> _Task to complete_
Print the complete set of entries exactly.

> _Stored records_
----------
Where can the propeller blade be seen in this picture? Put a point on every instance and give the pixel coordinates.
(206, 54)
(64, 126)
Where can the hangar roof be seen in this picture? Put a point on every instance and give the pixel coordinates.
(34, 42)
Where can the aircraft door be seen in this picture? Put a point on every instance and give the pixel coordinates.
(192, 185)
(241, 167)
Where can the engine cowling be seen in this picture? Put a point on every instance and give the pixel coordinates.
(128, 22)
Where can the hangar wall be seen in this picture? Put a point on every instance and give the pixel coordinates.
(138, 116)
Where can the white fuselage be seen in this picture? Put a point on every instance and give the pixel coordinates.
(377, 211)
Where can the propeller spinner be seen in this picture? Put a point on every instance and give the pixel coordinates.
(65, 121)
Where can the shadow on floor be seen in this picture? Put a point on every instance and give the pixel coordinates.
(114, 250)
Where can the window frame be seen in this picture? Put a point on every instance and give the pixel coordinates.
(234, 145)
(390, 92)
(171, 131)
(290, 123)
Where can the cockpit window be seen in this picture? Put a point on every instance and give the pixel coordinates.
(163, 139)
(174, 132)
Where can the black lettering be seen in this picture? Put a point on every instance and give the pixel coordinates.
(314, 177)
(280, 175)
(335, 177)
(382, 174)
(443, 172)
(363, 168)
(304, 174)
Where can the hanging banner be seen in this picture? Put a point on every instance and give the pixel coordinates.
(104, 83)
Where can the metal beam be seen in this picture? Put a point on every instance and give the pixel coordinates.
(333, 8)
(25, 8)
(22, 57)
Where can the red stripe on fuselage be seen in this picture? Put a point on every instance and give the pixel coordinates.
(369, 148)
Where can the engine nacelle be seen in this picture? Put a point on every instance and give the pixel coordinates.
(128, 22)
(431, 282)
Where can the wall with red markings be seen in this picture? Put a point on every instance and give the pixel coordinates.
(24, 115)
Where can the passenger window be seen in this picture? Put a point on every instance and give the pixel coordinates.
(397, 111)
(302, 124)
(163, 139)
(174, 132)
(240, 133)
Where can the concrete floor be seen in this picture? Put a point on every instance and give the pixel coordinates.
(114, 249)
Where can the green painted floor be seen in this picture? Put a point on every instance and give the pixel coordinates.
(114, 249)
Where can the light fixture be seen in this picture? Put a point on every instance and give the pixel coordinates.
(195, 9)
----------
> _Response_
Where can the propeller blade be seen in this picture? Put a point on every instance and give the pixel coordinates.
(206, 54)
(64, 126)
Where can the hangar roof be seen in this picture? Put a point on every instance and give the pixel coordinates.
(34, 42)
Where can the aircraft door be seen in this picture? Put a point on every instance and give the pixel coordinates.
(192, 185)
(241, 167)
Where can the engine cowling be seen in this picture? Put a point on every instance and give the pixel coordinates.
(128, 22)
Where can the hangar wall be seen in this picture? Put a point on every instance and give the pixel coordinates.
(138, 116)
Where can the white fuselage be seen in this picture? Put a point on every instance and give the pixel coordinates.
(377, 211)
Where can the propeller spinner be seen in this picture? Put a point on every instance and give the pixel coordinates.
(65, 121)
Where can the shadow on floor be seen in this picture? Put a point on every instance and give the pixel coordinates.
(114, 250)
Where can the window frame be seen in this picture? Put a point on every instance and give the pixel coordinates.
(234, 145)
(390, 92)
(171, 131)
(290, 123)
Where can the cockpit window be seen in this picture? Put a point on every instance and give the pixel coordinates.
(163, 139)
(174, 132)
Where can the black lettering be seen in this picture? Put a point on every instance and give the pixel coordinates.
(314, 177)
(280, 175)
(335, 177)
(382, 174)
(443, 172)
(363, 168)
(304, 174)
Where can the hanging banner be seen in this picture? Put a point on every instance and give the pixel coordinates.
(104, 83)
Where can the metal beam be seen in this picture? Put a point on every instance and give the pixel coordinates.
(333, 8)
(25, 8)
(22, 57)
Where can the red stripe on fuselage be seen in this picture? Put a point on every instance and give the pixel coordinates.
(369, 148)
Where can the engine nacelle be seen in this picture? Put a point on every instance and give the pixel coordinates.
(128, 22)
(431, 282)
Where can the wall with red markings be seen in this picture? Put a point on every instance and give the pixel coordinates.
(24, 115)
Where can the passenger window be seen in this picture? Put a point on every instance and give the pixel coordinates.
(397, 111)
(302, 124)
(163, 139)
(174, 132)
(240, 133)
Where can the concrete floor be seen in this picture? Put a point on every instance and give the pixel coordinates.
(114, 249)
Where can the green painted floor be seen in this picture? Put a point on every instance and give the pixel coordinates.
(114, 249)
Where can the light fixture be seen in this picture? Put a point on every instance and give the pixel coordinates.
(195, 9)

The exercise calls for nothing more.